Ketiga, menuntut Pancasila dilaksanakan secara konsisten, koheren, dan koresponden. Konsisten dalam arti menuntut tiap pihak untuk menjalankan Pancasila demi kemaslahatan bangsa, bukan kemaslahatan sepihak, sehingga Pancasila akan tampil koheren dan menyatu dengan semua unsur dalam masyarakat tanpa menghilangkan nilai dan identitas masyarakat tertentu tersebut.

Keempat, menjadikan Pancasila sebagai pelayan kepentingan horizontal, bukan kepentingan pelayan vertikal. Dalam arti, sila-sila Pancasila semata-mata ditunjukkan untuk kesejahteraan lahir-batin rakyat banyak. Sila keadilan sosial, misalnya ialah isyarat bahwa pemerataan dan pemerataan kekayaan harus diusahakan. Sila kerakyatan adalah pertanda bahwa rakyatlah yang berkuasa. Sila persatuan berarti bahwa hubungan yang menguntungkan pusat harus diganti dengan hubungan yang menguntungkan daerah. Sila kemanusiaan berarti penegakan tanpa pilih kasih.

☆ ☆ ☆ ☆ ☆ ☆ ☆

Permintaan Tertulis A.
Jawablah pertanyaan tentang teks mengenai Pancasila ini:
(i) Pada poin ketiga, Pancasila dituntut untuk dilaksanakan secara apa saja?
(ii) Sila kerakyatan menjadi pertanda apa?
(iii) Menurut sila persatuan, hubungan yang menguntungkan pusat harus diganti dengan hubungan seperti apa?
Teks bacaan ini dan catatan sesudahnya diambil dari sumber yang berlainan.

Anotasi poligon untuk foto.
☆ ☆ ☆ ☆ ☆ ☆ ☆

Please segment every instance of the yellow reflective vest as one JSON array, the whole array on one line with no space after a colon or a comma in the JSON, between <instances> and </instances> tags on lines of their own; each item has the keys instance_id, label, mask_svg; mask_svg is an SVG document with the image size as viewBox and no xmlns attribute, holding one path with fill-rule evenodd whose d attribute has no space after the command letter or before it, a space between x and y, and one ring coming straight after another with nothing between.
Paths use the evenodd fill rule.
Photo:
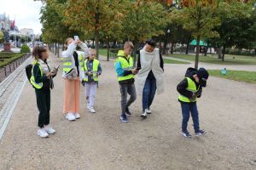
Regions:
<instances>
[{"instance_id":1,"label":"yellow reflective vest","mask_svg":"<svg viewBox=\"0 0 256 170\"><path fill-rule=\"evenodd\" d=\"M115 65L117 62L119 62L121 64L121 67L124 71L131 71L133 69L133 60L132 57L131 57L130 55L128 56L128 58L126 58L124 54L124 51L123 50L119 50L118 54L117 54L117 59L115 60ZM134 75L133 74L130 74L127 75L125 76L119 76L118 75L118 81L124 81L124 80L129 80L134 78Z\"/></svg>"},{"instance_id":2,"label":"yellow reflective vest","mask_svg":"<svg viewBox=\"0 0 256 170\"><path fill-rule=\"evenodd\" d=\"M36 64L38 64L38 62L37 60L34 60L34 61L32 62L33 67L32 67L32 76L31 76L31 77L30 77L30 82L32 83L32 85L35 88L40 89L40 88L43 88L43 82L37 83L36 81L35 81L35 76L34 76L34 73L33 73L34 65L35 65ZM43 71L42 71L42 67L41 67L40 64L39 64L39 70L40 70L40 72L41 72L41 76L43 76Z\"/></svg>"},{"instance_id":3,"label":"yellow reflective vest","mask_svg":"<svg viewBox=\"0 0 256 170\"><path fill-rule=\"evenodd\" d=\"M195 82L189 77L186 77L186 78L188 80L188 88L186 88L186 90L193 92L193 93L196 93L199 90L199 87L198 87L198 88L196 88L196 85L195 85ZM186 102L186 103L196 101L196 98L195 99L191 100L189 98L187 98L182 94L179 94L178 99L180 101Z\"/></svg>"},{"instance_id":4,"label":"yellow reflective vest","mask_svg":"<svg viewBox=\"0 0 256 170\"><path fill-rule=\"evenodd\" d=\"M84 65L82 67L83 71L88 71L87 61L88 61L88 60L86 59L84 62ZM95 82L98 82L98 80L99 80L99 78L96 75L96 73L98 72L99 65L100 65L100 61L94 59L93 60L93 65L92 65L92 78ZM88 76L86 74L84 74L84 75L85 75L85 76L84 78L84 81L88 82Z\"/></svg>"}]
</instances>

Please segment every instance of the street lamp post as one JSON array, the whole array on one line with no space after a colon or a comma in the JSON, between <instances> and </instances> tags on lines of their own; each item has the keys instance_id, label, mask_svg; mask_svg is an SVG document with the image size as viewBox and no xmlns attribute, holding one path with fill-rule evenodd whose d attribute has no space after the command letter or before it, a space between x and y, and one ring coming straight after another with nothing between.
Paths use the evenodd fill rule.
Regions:
<instances>
[{"instance_id":1,"label":"street lamp post","mask_svg":"<svg viewBox=\"0 0 256 170\"><path fill-rule=\"evenodd\" d=\"M166 42L167 42L167 47L168 47L168 42L169 42L169 40L170 40L170 32L171 32L171 31L170 31L170 29L168 29L168 30L167 30L167 41L166 41Z\"/></svg>"}]
</instances>

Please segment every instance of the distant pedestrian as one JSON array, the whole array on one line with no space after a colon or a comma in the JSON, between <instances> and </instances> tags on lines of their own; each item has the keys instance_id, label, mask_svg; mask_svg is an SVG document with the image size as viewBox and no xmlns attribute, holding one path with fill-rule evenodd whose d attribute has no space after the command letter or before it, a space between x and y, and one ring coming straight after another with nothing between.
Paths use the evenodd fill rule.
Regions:
<instances>
[{"instance_id":1,"label":"distant pedestrian","mask_svg":"<svg viewBox=\"0 0 256 170\"><path fill-rule=\"evenodd\" d=\"M146 118L151 114L150 106L155 92L162 94L164 88L164 61L162 55L156 47L156 42L149 39L144 48L140 50L137 70L139 71L135 84L139 95L143 95L142 117Z\"/></svg>"},{"instance_id":2,"label":"distant pedestrian","mask_svg":"<svg viewBox=\"0 0 256 170\"><path fill-rule=\"evenodd\" d=\"M177 90L180 94L178 101L181 104L183 114L181 133L184 137L191 137L187 129L190 113L195 136L206 133L206 131L200 129L199 127L196 99L201 96L202 88L207 86L208 76L209 74L204 68L200 68L198 71L194 68L189 68L186 71L185 78L177 86Z\"/></svg>"}]
</instances>

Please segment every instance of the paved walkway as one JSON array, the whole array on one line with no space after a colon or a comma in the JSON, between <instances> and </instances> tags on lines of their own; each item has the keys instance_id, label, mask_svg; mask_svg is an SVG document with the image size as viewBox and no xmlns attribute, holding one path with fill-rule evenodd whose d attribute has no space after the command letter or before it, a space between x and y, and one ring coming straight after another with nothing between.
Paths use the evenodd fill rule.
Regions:
<instances>
[{"instance_id":1,"label":"paved walkway","mask_svg":"<svg viewBox=\"0 0 256 170\"><path fill-rule=\"evenodd\" d=\"M61 64L51 57L51 65ZM37 136L34 89L26 82L0 144L0 169L12 170L253 170L256 168L256 86L210 77L198 102L201 128L207 134L180 135L181 110L176 86L188 65L166 65L166 93L153 113L140 118L141 97L131 105L130 122L119 120L119 88L113 63L102 61L95 109L86 110L81 88L81 119L69 122L61 112L61 71L51 93L52 126L56 133ZM24 81L24 79L23 79ZM234 91L236 89L236 91ZM192 133L192 122L189 130Z\"/></svg>"}]
</instances>

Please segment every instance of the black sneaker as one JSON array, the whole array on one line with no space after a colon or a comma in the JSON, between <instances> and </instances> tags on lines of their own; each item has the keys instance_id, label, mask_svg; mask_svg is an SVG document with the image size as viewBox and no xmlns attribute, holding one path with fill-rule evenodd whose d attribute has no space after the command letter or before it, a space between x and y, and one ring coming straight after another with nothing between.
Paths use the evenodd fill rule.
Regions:
<instances>
[{"instance_id":1,"label":"black sneaker","mask_svg":"<svg viewBox=\"0 0 256 170\"><path fill-rule=\"evenodd\" d=\"M146 112L146 110L143 111L143 114L141 115L141 117L143 117L144 119L147 117L147 112Z\"/></svg>"},{"instance_id":2,"label":"black sneaker","mask_svg":"<svg viewBox=\"0 0 256 170\"><path fill-rule=\"evenodd\" d=\"M189 131L188 130L183 130L181 132L181 134L183 136L183 137L186 137L186 138L191 138L191 134L189 134Z\"/></svg>"},{"instance_id":3,"label":"black sneaker","mask_svg":"<svg viewBox=\"0 0 256 170\"><path fill-rule=\"evenodd\" d=\"M198 130L195 133L195 136L201 136L201 135L203 135L207 133L207 131L204 131L204 130Z\"/></svg>"},{"instance_id":4,"label":"black sneaker","mask_svg":"<svg viewBox=\"0 0 256 170\"><path fill-rule=\"evenodd\" d=\"M126 117L126 115L122 115L120 116L120 120L122 121L122 122L129 122L127 117Z\"/></svg>"},{"instance_id":5,"label":"black sneaker","mask_svg":"<svg viewBox=\"0 0 256 170\"><path fill-rule=\"evenodd\" d=\"M131 111L130 111L130 110L129 110L128 107L125 108L125 113L126 113L127 115L131 115Z\"/></svg>"}]
</instances>

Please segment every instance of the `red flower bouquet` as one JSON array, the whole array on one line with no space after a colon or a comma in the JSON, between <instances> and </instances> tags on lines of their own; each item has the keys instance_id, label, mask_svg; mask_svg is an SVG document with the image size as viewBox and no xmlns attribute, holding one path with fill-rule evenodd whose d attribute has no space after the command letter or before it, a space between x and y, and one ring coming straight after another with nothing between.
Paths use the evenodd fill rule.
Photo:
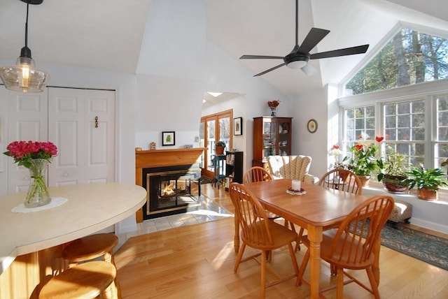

☆ ☆ ☆ ☆ ☆ ☆ ☆

Permintaan Tertulis B. Kumpulkan setiap baris catatan yang memuat kata "black".

Hasil Akhir A.
(i) Secara konsisten, koheren, dan koresponden.
(ii) Bahwa rakyatlah yang berkuasa.
(iii) Hubungan yang menguntungkan daerah.

Hasil Akhir B.
Please segment every instance of the black sneaker as one JSON array, the whole array on one line with no space after a colon or a comma in the JSON, between <instances> and </instances> tags on lines of their own; each item has the keys instance_id, label, mask_svg; mask_svg is an SVG document with the image size as viewBox and no xmlns attribute, holding one path with fill-rule evenodd whose d attribute has no space after the command letter or before it, a space between x and y, and one ring coming straight after another with nothing between.
[{"instance_id":1,"label":"black sneaker","mask_svg":"<svg viewBox=\"0 0 256 170\"><path fill-rule=\"evenodd\" d=\"M146 112L146 110L143 111L143 114L141 115L141 117L143 117L144 119L147 117L147 112Z\"/></svg>"},{"instance_id":2,"label":"black sneaker","mask_svg":"<svg viewBox=\"0 0 256 170\"><path fill-rule=\"evenodd\" d=\"M189 131L188 130L183 130L181 132L181 134L183 136L183 137L186 137L186 138L191 138L191 134L189 134Z\"/></svg>"},{"instance_id":3,"label":"black sneaker","mask_svg":"<svg viewBox=\"0 0 256 170\"><path fill-rule=\"evenodd\" d=\"M198 130L195 133L195 136L201 136L201 135L203 135L207 133L207 131L204 131L204 130Z\"/></svg>"},{"instance_id":4,"label":"black sneaker","mask_svg":"<svg viewBox=\"0 0 256 170\"><path fill-rule=\"evenodd\" d=\"M126 117L126 115L122 115L120 116L120 120L122 121L122 122L129 122L127 117Z\"/></svg>"},{"instance_id":5,"label":"black sneaker","mask_svg":"<svg viewBox=\"0 0 256 170\"><path fill-rule=\"evenodd\" d=\"M131 111L130 111L130 110L129 110L128 107L125 108L125 113L126 113L127 115L131 115Z\"/></svg>"}]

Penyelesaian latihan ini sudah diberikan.